**Instructions for the task**
A single number is needed: how many lines of the data hold the word "cart".

(Region pointing data)
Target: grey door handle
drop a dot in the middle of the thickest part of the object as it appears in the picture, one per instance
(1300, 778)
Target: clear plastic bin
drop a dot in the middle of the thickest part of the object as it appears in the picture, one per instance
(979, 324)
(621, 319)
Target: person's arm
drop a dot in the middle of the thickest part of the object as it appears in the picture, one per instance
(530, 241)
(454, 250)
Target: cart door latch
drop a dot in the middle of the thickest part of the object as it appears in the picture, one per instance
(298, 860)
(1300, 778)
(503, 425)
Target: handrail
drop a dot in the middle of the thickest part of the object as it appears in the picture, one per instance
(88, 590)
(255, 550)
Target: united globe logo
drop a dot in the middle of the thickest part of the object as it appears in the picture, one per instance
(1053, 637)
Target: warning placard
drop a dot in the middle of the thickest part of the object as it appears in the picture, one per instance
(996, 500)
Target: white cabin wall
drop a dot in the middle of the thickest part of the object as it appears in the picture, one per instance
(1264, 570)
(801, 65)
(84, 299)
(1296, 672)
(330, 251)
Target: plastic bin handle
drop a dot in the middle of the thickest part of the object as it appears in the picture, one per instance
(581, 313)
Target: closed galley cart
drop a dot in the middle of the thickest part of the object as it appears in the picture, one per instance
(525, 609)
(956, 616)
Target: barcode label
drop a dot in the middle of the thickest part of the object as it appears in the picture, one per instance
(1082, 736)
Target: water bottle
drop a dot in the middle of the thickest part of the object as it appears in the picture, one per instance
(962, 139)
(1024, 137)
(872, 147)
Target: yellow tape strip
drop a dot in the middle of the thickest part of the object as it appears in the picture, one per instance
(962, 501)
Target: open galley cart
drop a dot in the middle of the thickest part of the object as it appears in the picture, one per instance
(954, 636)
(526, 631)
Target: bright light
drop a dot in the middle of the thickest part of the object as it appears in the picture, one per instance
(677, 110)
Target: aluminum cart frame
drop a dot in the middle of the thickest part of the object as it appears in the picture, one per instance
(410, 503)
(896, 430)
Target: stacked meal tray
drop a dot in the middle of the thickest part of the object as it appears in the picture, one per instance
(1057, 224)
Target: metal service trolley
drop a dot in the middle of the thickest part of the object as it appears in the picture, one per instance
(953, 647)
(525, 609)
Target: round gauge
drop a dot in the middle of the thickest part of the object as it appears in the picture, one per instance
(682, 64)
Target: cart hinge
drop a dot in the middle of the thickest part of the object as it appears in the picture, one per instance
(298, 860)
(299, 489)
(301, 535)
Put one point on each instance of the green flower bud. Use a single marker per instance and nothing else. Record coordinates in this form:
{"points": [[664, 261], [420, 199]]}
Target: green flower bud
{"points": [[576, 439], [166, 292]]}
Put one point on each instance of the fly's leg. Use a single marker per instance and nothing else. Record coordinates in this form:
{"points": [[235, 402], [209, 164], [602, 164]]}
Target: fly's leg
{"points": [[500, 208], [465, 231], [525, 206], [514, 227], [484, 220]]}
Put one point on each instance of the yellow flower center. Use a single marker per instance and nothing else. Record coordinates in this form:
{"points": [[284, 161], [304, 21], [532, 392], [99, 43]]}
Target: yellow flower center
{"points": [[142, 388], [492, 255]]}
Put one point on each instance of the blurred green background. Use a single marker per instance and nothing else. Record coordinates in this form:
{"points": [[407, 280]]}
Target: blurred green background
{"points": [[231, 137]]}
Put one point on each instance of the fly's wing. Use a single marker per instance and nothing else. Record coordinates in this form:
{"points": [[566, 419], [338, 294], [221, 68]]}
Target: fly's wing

**Expected output**
5